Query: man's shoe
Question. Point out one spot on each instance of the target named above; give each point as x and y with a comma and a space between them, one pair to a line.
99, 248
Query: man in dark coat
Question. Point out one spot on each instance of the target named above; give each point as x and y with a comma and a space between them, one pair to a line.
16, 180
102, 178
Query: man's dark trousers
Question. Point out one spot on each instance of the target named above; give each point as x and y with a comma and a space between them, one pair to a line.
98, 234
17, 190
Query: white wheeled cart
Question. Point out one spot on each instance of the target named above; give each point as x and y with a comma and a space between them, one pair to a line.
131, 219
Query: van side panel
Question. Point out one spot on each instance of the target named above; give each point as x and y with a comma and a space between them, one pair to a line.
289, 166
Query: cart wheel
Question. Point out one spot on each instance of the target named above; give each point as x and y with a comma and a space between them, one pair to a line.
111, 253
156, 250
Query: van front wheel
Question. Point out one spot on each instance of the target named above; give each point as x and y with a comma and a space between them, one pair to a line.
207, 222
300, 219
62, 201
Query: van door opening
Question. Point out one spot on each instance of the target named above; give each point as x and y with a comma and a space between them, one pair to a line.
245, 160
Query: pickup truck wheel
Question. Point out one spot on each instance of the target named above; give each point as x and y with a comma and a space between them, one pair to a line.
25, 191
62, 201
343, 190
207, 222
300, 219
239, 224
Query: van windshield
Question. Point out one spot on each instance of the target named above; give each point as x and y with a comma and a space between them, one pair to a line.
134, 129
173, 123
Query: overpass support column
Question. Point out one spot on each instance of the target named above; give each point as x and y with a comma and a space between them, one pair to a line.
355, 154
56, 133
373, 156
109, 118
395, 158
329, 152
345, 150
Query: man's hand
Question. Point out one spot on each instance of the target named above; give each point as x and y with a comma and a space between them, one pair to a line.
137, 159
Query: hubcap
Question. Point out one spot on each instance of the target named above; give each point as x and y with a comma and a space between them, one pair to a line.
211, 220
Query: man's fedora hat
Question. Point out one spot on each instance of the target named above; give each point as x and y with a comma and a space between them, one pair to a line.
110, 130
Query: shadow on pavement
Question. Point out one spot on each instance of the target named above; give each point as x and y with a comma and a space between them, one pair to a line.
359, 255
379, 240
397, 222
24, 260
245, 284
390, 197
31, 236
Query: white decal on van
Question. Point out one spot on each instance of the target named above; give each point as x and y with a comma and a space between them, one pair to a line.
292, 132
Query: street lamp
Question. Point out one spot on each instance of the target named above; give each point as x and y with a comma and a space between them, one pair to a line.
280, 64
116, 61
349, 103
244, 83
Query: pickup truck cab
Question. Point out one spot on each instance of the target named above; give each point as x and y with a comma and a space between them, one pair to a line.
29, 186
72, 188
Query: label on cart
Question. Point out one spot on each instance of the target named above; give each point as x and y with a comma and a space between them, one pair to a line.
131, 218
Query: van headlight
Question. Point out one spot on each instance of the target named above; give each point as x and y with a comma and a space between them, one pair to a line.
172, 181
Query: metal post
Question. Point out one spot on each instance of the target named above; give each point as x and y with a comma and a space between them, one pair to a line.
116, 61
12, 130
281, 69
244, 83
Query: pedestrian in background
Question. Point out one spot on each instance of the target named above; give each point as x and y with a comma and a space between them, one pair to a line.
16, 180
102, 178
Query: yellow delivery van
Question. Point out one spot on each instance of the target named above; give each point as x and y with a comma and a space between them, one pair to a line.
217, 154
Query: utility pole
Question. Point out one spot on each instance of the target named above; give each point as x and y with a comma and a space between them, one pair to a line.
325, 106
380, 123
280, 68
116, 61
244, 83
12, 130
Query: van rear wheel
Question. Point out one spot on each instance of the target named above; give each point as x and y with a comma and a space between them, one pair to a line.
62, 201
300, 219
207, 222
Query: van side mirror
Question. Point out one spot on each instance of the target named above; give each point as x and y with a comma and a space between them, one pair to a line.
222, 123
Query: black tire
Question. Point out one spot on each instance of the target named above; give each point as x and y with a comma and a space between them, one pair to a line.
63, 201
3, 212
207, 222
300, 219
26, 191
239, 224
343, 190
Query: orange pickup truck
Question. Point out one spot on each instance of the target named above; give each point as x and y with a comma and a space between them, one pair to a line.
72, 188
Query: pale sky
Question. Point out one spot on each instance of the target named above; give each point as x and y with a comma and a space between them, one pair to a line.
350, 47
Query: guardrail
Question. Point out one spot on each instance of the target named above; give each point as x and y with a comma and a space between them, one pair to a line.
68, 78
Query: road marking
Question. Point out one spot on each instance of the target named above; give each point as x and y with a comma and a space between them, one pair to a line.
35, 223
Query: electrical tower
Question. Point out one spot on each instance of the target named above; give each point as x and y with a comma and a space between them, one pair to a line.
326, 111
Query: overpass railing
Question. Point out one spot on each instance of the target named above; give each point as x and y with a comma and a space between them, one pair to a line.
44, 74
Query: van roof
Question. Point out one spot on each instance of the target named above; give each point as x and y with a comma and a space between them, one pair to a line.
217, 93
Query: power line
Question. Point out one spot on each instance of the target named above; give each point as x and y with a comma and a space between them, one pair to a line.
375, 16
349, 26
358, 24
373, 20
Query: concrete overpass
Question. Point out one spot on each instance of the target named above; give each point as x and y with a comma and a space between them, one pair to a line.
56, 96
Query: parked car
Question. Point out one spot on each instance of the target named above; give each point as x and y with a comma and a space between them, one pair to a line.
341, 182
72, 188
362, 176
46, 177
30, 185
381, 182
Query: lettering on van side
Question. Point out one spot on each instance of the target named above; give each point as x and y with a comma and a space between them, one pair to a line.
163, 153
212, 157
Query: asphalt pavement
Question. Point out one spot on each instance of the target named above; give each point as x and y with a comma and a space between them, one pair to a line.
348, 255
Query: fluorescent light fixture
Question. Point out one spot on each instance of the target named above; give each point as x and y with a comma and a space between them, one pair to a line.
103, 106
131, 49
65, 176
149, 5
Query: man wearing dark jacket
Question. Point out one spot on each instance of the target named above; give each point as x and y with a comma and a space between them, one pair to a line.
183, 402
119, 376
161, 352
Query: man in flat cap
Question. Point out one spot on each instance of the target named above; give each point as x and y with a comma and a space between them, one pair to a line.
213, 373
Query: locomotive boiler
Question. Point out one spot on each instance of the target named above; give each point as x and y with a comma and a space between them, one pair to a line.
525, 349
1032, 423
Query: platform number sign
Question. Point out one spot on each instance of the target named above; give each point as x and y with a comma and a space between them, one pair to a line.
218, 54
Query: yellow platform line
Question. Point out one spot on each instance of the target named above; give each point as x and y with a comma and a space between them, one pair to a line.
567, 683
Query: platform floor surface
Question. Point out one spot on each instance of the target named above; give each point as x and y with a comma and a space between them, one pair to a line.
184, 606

.....

Format all of the records above as a JSON list of strings, with one string for each line and any blank lines left out.

[
  "Query: man's shoe",
  "Question. Point out one spot on each instance of the target named above; give each point as x and y with a comma and a space between them, one pair to a line.",
  "99, 248",
  "Query: man in dark coat",
  "Question. Point out one spot on each instance of the target named above; give each point as x and y with a comma and a space between them, one pair to a line.",
  "16, 180",
  "102, 178",
  "Query: man's dark trousers",
  "Question. Point out one spot on each instance of the target named above; give each point as x and y with a comma and a space between them, one pair to a line.",
  "98, 234",
  "17, 190",
  "Query: white wheeled cart",
  "Question. Point out one spot on each instance of the target named above; give each point as x and y with a comma and a space between them, one pair to a line.",
  "131, 219",
  "Query: van side panel",
  "Question. Point out one spot on each instance of the target named above; give each point as x and y with a comma and a space between them, one pair to a line.",
  "289, 166",
  "Query: cart wheel",
  "Question. Point out one spot on each instance of the target named above; give each point as x and y with a comma and a space between them, one pair to a line.",
  "111, 253",
  "156, 250",
  "Query: van front wheel",
  "Question. Point out one spot on each instance of the target named above; give each point as x and y with a comma and a space between them, one pair to a line.",
  "207, 222",
  "300, 219",
  "62, 201",
  "Query: van door opening",
  "Question. Point out one spot on each instance of the target named above; give each point as x and y with a comma and a space between them, one pair to a line.",
  "245, 160",
  "Query: pickup truck wheel",
  "Question. Point out one spot on each instance of the target named above; give each point as x and y with a comma and a space between them, one pair to a line.",
  "25, 191",
  "62, 201",
  "343, 190",
  "207, 222",
  "300, 219",
  "239, 224",
  "Query: van windshield",
  "Question. Point out one spot on each instance of the target named above; give each point as x and y with a comma and a space between them, one pair to a line.",
  "134, 129",
  "173, 123",
  "Query: overpass support column",
  "Question. Point out one spot on each instance of the target named above; give each point as x and y with a comma and a space between them, one pair to a line.",
  "355, 154",
  "56, 133",
  "373, 156",
  "109, 118",
  "395, 158",
  "329, 152",
  "345, 150",
  "Query: man's hand",
  "Question. Point out one spot on each instance of the target named above; give each point as x and y with a comma and a space between them, one pair to a line.",
  "137, 159",
  "Query: hubcap",
  "Question. Point out one spot on each instance of the target named above; give each point as x and y with a comma and a space between them, one pair to a line.",
  "211, 220",
  "Query: man's fedora hat",
  "Question. Point out one spot on each instance of the target named above; give each point as x and y with a comma and a space between them, one pair to a line.",
  "110, 130",
  "Query: shadow on pavement",
  "Question. Point out one spot on each instance of the target named above; give each point as x and y with a comma and a space between them, one pair to a line.",
  "359, 255",
  "379, 240",
  "397, 222",
  "24, 260",
  "245, 284",
  "390, 197",
  "31, 236",
  "Query: white decal on van",
  "Question. Point out one spot on each instance of the target named above; give each point as x and y with a comma and a space between them, one pair to a line.",
  "292, 132",
  "Query: street lamp",
  "Question. Point out one spot on each instance of the target named above; give each point as x and y with a comma and a space between them, one pair to a line.",
  "280, 64",
  "116, 61",
  "349, 103",
  "244, 83",
  "Query: pickup truck cab",
  "Question. Point out one spot on each instance of the target named above; give each point as x and y with a comma and a space between them, one pair to a line.",
  "29, 186",
  "72, 188",
  "Query: label on cart",
  "Question. Point out one spot on each instance of the target named above; give each point as x and y with a comma and a space between them, one pair to a line.",
  "131, 218",
  "Query: van headlight",
  "Question. Point out one spot on each instance of the target named above; give each point as x and y with a comma and a space between them, one pair to a line.",
  "172, 181",
  "Query: metal post",
  "Question. Point out one spot on each instance of the target named above; give each point as x and y with a comma and a space between them, one pair to a line.",
  "116, 61",
  "12, 130",
  "281, 69",
  "244, 83",
  "Query: pedestrian in background",
  "Question. Point out one spot on each instance of the target named above; give each point as x and y with a comma and a space between them, one pair to a line.",
  "16, 180",
  "102, 178",
  "Query: yellow delivery van",
  "Question. Point out one spot on each instance of the target named above; give each point as x and y with a comma and a space between them, one pair to a line.",
  "217, 154",
  "Query: utility pole",
  "Question. Point out one spot on each instance of the target named above; give each point as x and y with a comma and a space between them, one pair to a line.",
  "325, 106",
  "380, 123",
  "280, 68",
  "116, 61",
  "244, 83",
  "12, 130",
  "Query: van rear wheel",
  "Question. Point out one spot on each instance of the target named above; give each point as x and y with a comma and a space between them, one pair to a line.",
  "62, 201",
  "300, 219",
  "207, 222",
  "Query: van side mirror",
  "Question. Point out one spot on each instance of the target named above; give each point as x and y with a comma and a space between them, one pair to a line.",
  "222, 123",
  "Query: black tire",
  "Question. Point out one spot on each instance of the target named above; give each point as x and y with a comma and a space between them, one pair to a line.",
  "63, 201",
  "3, 212",
  "207, 222",
  "300, 219",
  "26, 191",
  "239, 224",
  "343, 190",
  "Query: orange pickup truck",
  "Question. Point out one spot on each instance of the target named above; give each point as x and y with a comma and a space between them, one pair to a line.",
  "72, 188",
  "Query: pale sky",
  "Question. Point out one spot on each instance of the target named above; give each point as x and y with a comma and a space between them, one pair to a line.",
  "350, 47",
  "Query: guardrail",
  "Question. Point out one spot on each instance of the target named above; give each point as x and y with a comma and a space between them, one pair to a line.",
  "68, 78",
  "Query: road marking",
  "Question. Point out one spot on each instance of the target named above; give each point as x and y with a comma and a space between them, one pair to a line.",
  "35, 223",
  "Query: electrical tower",
  "Question. Point out one spot on each instance of the target named above; give each point as x and y with a comma and a space between them, one pair to a line.",
  "326, 111",
  "Query: overpass railing",
  "Question. Point out one spot on each instance of the target named above; give each point as x and y with a comma and a space between them, one pair to a line.",
  "44, 74",
  "Query: van roof",
  "Question. Point out one spot on each instance of the target named above; give each point as x and y with a comma and a space between them, one pair to a line.",
  "217, 93",
  "Query: power line",
  "Question. Point out one spot on each instance of the target named above; give each point as x and y with a comma and a space between them, one pair to a line.",
  "375, 16",
  "349, 26",
  "358, 24",
  "373, 20",
  "Query: concrete overpass",
  "Question. Point out one spot on each instance of the target named above; give each point as x and y with a comma and a space between them, one pair to a line.",
  "56, 96",
  "Query: parked car",
  "Question. Point out one spot on each instance of the target named above; give each point as x and y with a comma and a space between them, one pair to a line.",
  "341, 182",
  "72, 188",
  "362, 176",
  "46, 177",
  "30, 185",
  "381, 182",
  "Query: lettering on van side",
  "Question. Point out one spot on each instance of the target named above; give each point as x and y with a comma and a space between them, one pair to a line.",
  "163, 153",
  "212, 157",
  "Query: asphalt pavement",
  "Question. Point out one spot on each instance of the target named above; give each point as x and y with a comma and a space between them, one pair to a line.",
  "348, 255",
  "Query: fluorescent light fixture",
  "Question. Point out one spot on each instance of the target named above; give each point as x and y with a comma and a space between them, one pair to a line.",
  "103, 106",
  "131, 49",
  "65, 176",
  "149, 5",
  "Query: man wearing dark jacket",
  "Question. Point out one spot on each instance of the target named above; give each point as x and y with a comma and a space between them, one pair to a line.",
  "183, 402",
  "119, 376",
  "161, 352",
  "Query: man in flat cap",
  "Question. Point out one spot on each instance of the target named above; give each point as x and y with a comma and a space between them, one pair to a line.",
  "213, 373",
  "Query: locomotive boiler",
  "Question. Point out one spot on each instance of the target named above; give each point as x and y with a comma and a space between them, one pair to a line.",
  "525, 349",
  "1032, 423",
  "Query: platform number sign",
  "Question. Point out one spot on each instance of the target named above; give each point as x and y with a comma and a space between them, one pair to a line.",
  "218, 54",
  "Query: yellow platform line",
  "Question. Point out one spot on each instance of the target named above; give each point as x and y with a comma and a space between them, one pair to a line.",
  "567, 683",
  "Query: platform floor surface",
  "Question. Point out one spot on each instance of the target named above; give each point as x and y with a comma and a space between them, one pair to a line.",
  "184, 606"
]